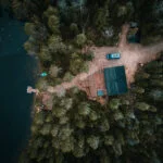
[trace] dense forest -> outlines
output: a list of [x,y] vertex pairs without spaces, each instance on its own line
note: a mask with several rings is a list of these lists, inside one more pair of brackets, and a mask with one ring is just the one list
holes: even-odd
[[[29,38],[24,48],[49,74],[38,80],[40,91],[87,72],[93,53],[82,49],[116,45],[125,23],[138,23],[142,45],[163,34],[159,0],[13,0],[11,4],[14,15],[26,22]],[[88,100],[76,87],[51,97],[52,110],[34,114],[20,163],[163,161],[163,53],[138,70],[126,95],[110,98],[105,105]]]

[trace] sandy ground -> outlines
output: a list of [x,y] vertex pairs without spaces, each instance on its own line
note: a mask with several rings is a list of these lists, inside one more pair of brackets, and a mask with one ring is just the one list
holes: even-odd
[[[126,70],[126,77],[128,87],[134,82],[135,73],[139,63],[148,63],[155,60],[158,53],[163,50],[163,41],[156,45],[142,47],[139,43],[128,43],[126,35],[129,29],[128,25],[122,27],[122,34],[120,35],[120,41],[117,47],[91,47],[90,49],[95,53],[95,59],[89,62],[89,72],[78,74],[71,83],[62,83],[55,87],[48,87],[49,92],[59,92],[63,89],[70,89],[74,86],[78,86],[78,83],[85,80],[91,74],[103,70],[104,67],[112,67],[124,65]],[[120,60],[106,60],[105,54],[111,52],[120,52]]]

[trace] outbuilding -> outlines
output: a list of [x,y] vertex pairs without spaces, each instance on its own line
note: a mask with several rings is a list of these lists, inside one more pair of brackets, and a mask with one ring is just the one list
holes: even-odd
[[104,68],[104,82],[108,96],[116,96],[127,92],[124,66]]

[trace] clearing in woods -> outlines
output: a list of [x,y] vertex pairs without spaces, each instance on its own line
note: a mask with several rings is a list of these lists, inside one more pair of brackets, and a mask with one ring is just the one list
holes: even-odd
[[[158,53],[163,50],[163,41],[156,45],[141,46],[139,43],[128,43],[126,35],[128,33],[129,25],[122,27],[122,34],[120,35],[120,41],[117,47],[90,47],[90,50],[95,53],[95,59],[89,62],[88,73],[80,73],[74,77],[70,83],[62,83],[55,87],[48,87],[48,92],[61,92],[65,89],[70,89],[77,86],[79,89],[85,90],[82,83],[87,78],[103,70],[104,67],[113,67],[124,65],[126,71],[126,78],[128,87],[130,83],[135,80],[134,76],[140,63],[145,64],[158,58]],[[111,52],[120,52],[120,60],[106,60],[105,54]],[[88,93],[87,93],[88,95]],[[90,97],[89,97],[90,98]]]

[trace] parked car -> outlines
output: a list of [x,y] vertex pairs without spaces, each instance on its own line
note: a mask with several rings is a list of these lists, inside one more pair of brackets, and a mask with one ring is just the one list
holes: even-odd
[[108,54],[105,55],[105,58],[106,58],[108,60],[120,59],[120,58],[121,58],[121,53],[120,53],[120,52],[116,52],[116,53],[108,53]]

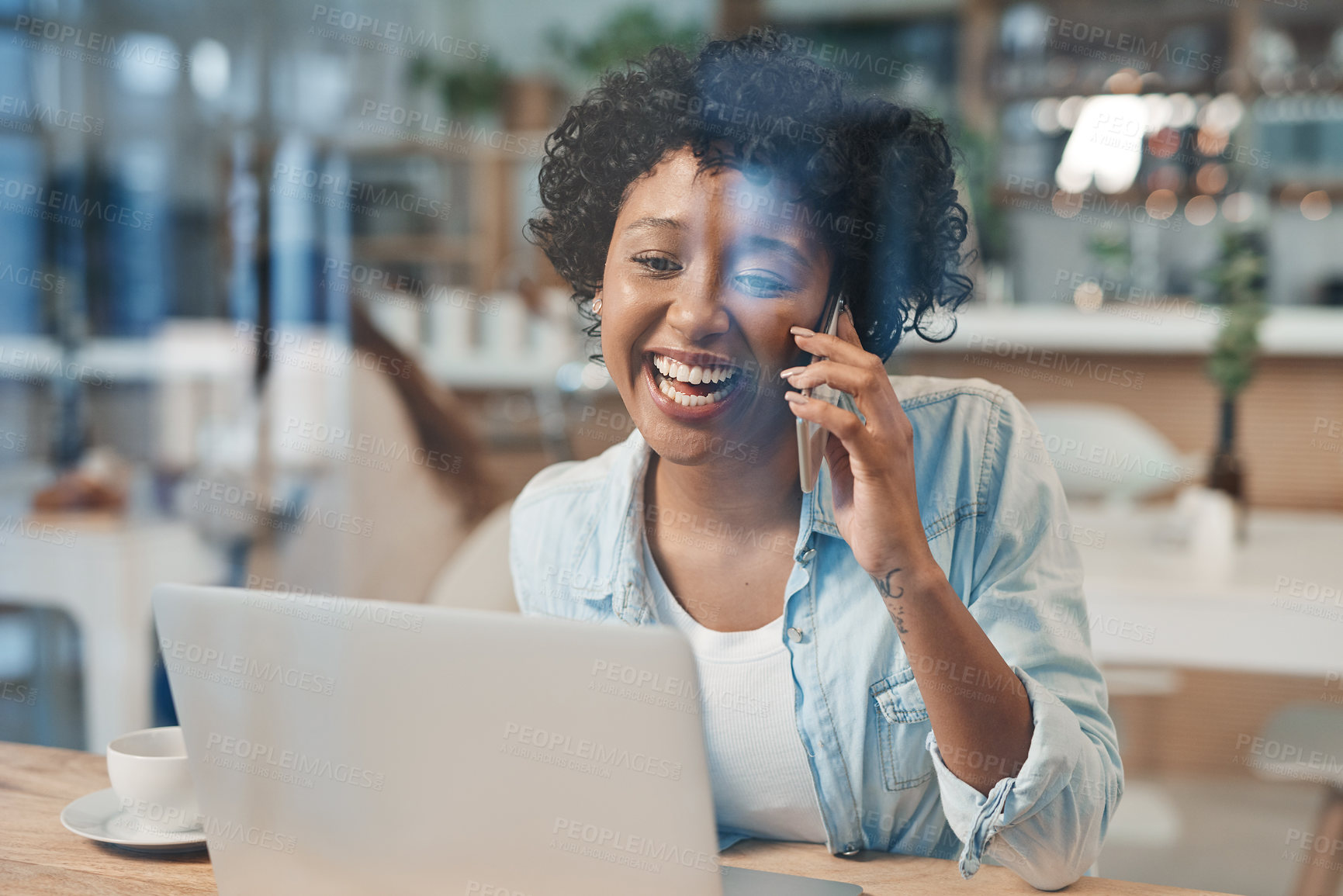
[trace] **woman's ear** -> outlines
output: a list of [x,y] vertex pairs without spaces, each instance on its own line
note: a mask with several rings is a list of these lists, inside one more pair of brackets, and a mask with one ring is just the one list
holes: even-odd
[[838,333],[843,341],[862,348],[862,340],[858,339],[858,328],[853,322],[853,312],[849,310],[849,302],[845,302],[843,310],[839,312]]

*****

[WHAT IS BEING ASKED]
Reproduce all the records above with "outlines" replaced by "polygons" wherever it occurs, and change nothing else. Leave the pictures out.

[THE RESULT]
[trace] dense forest -> polygons
output: a list of [x,y] vertex pairs without spaces, each instance on its own line
note: a mask with several rings is a list of these lists, inside one more pair of brackets, and a mask with one ring is just the one list
holes: even-odd
[[[29,38],[24,48],[49,74],[38,80],[40,91],[87,72],[93,53],[82,49],[116,45],[125,23],[138,23],[142,45],[163,34],[159,0],[13,0],[11,4],[14,15],[26,22]],[[88,100],[76,87],[51,97],[52,110],[34,114],[20,163],[163,161],[163,53],[138,70],[126,95],[110,98],[105,105]]]

[trace] sandy ground -> polygons
output: a list of [x,y] vertex pairs without spaces, each instance on its own line
note: a mask with several rings is a list of these lists, inside one more pair of brackets, and a mask with one ring is just the one list
holes: even-odd
[[[126,70],[126,77],[128,87],[134,82],[135,73],[139,63],[148,63],[155,60],[158,53],[163,50],[163,41],[156,45],[142,47],[139,43],[128,43],[126,35],[129,29],[128,25],[122,27],[122,34],[120,35],[120,41],[117,47],[91,47],[90,49],[95,53],[95,59],[89,62],[89,72],[78,74],[71,83],[62,83],[55,87],[48,87],[49,92],[59,92],[63,89],[70,89],[74,86],[78,86],[78,83],[85,80],[91,74],[103,70],[104,67],[112,67],[124,65]],[[120,60],[106,60],[105,54],[111,52],[120,52]]]

[trace] outbuilding -> polygons
output: a list of [x,y] vertex pairs without spaces, each instance on its own line
note: a mask with several rings is a list of these lists, inside one more pair of brackets, and a mask with one ring is just the one list
holes: even-odd
[[104,68],[104,82],[108,96],[116,96],[127,92],[124,66]]

[trace] clearing in woods -> polygons
output: a list of [x,y] vertex pairs without spaces, each instance on its own line
note: a mask with several rings is a list of these lists, inside one more pair of brackets, and a mask with one ring is just the one list
holes: even-odd
[[[158,53],[163,50],[163,41],[156,45],[141,46],[139,43],[128,43],[126,35],[128,33],[129,25],[122,27],[122,34],[120,35],[120,41],[117,47],[90,47],[90,50],[95,53],[95,59],[89,62],[88,73],[80,73],[74,77],[70,83],[62,83],[55,87],[48,87],[48,92],[61,92],[65,89],[70,89],[77,86],[79,89],[85,90],[82,83],[87,78],[103,70],[104,67],[113,67],[124,65],[126,71],[126,78],[128,87],[130,83],[135,80],[134,76],[140,63],[145,64],[158,58]],[[111,52],[120,52],[120,60],[106,60],[105,54]],[[88,93],[87,93],[88,95]],[[90,97],[89,97],[90,98]]]

[trace] parked car -> polygons
output: a list of [x,y] vertex pairs without spaces, each instance on its own line
note: a mask with several rings is a list of these lists, inside one more pair of brackets, and a mask with one ring is just the one list
holes: even-odd
[[108,54],[105,55],[105,58],[106,58],[108,60],[120,59],[120,58],[121,58],[121,53],[120,53],[120,52],[116,52],[116,53],[108,53]]

[trace] **woman's ear** -> polygons
output: a list of [x,y] vertex pairs without spaces, each instance on its own line
note: a mask with several rings is a list of these lists, inside one more pair of brackets, and a mask with one ring is just the one list
holes: even-odd
[[838,333],[843,341],[862,348],[862,340],[858,339],[858,328],[853,322],[853,312],[849,310],[849,302],[845,302],[843,310],[839,312]]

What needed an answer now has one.